Tally the lines in the material that contain the string "blue" and report only that count.
***** DATASET EXCERPTS
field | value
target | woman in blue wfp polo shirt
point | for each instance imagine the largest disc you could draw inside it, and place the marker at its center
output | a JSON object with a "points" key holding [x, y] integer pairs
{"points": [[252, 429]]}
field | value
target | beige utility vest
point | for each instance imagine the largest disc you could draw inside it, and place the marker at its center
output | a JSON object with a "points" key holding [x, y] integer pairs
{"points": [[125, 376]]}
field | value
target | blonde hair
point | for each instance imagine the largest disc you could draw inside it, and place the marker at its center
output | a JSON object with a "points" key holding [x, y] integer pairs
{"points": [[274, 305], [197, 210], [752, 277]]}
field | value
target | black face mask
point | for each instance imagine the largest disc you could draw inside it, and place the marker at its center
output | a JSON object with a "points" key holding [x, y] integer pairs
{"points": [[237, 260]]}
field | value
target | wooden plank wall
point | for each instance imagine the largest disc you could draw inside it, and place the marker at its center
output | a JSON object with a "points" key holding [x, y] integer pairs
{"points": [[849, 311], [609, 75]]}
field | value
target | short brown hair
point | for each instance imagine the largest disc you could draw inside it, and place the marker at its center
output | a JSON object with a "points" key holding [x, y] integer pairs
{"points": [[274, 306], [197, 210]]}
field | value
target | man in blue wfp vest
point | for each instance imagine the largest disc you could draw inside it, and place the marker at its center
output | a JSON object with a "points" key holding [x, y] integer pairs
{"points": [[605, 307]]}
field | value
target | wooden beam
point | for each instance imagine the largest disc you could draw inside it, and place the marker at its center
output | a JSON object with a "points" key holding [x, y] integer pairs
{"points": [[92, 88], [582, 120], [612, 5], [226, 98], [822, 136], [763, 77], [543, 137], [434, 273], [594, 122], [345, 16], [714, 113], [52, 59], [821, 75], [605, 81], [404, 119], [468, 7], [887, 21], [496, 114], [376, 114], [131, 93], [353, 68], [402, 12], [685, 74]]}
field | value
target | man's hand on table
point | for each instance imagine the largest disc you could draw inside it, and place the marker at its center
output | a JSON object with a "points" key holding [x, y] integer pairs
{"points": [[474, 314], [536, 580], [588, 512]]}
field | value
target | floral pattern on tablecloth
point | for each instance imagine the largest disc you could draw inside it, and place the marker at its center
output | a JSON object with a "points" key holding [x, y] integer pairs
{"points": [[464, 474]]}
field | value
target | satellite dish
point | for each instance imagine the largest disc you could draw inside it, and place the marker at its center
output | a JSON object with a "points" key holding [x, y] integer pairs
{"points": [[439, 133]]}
**********
RESPONSE BELOW> 2